#### What needs to be done:
If a record holds a picture, leave the picture out and print everything else exactly.
┌──
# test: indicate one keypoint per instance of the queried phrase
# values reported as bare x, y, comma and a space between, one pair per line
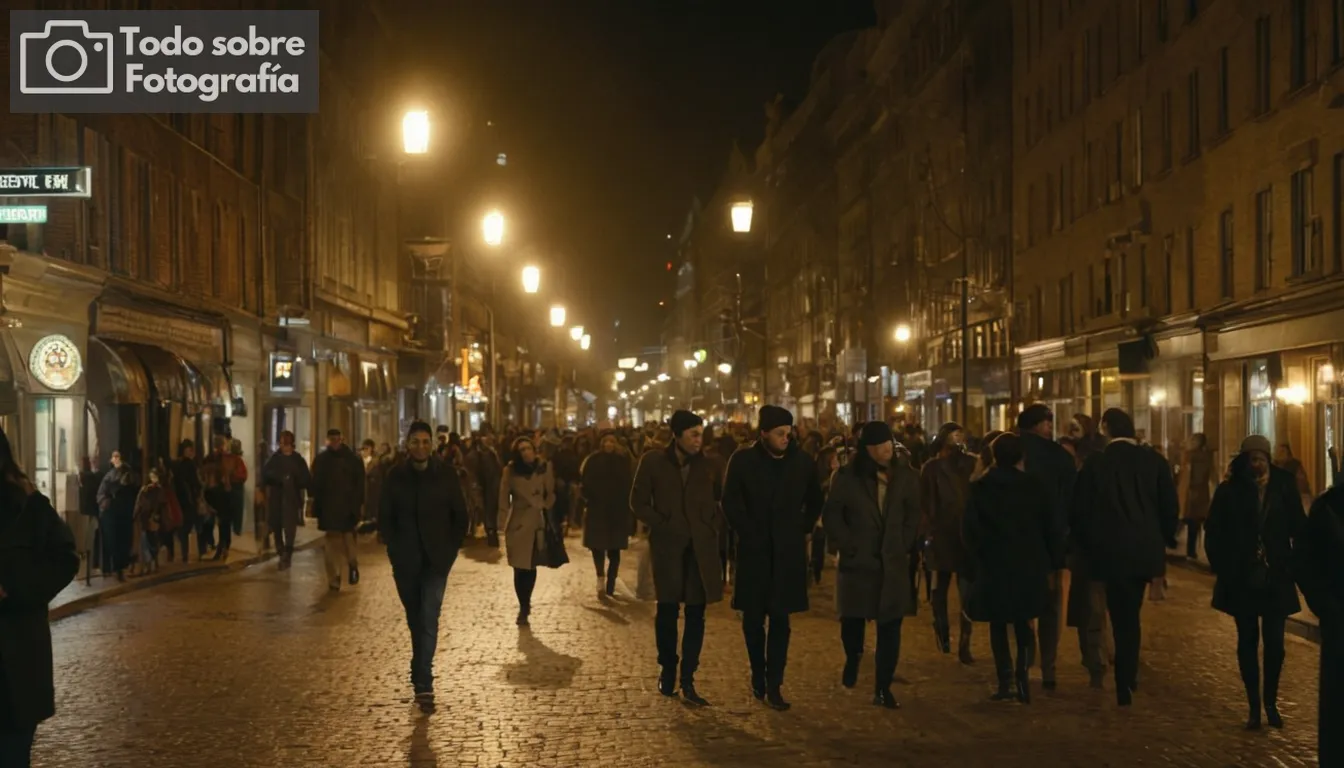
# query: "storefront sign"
55, 362
23, 214
284, 373
46, 182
└──
#### Exercise answer:
# test: indicate one keypoint per instance of the queried phrase
# values reported as bare x, y, comma and a space between, one pair per line
# query: "storefront sign"
55, 362
23, 214
284, 373
46, 182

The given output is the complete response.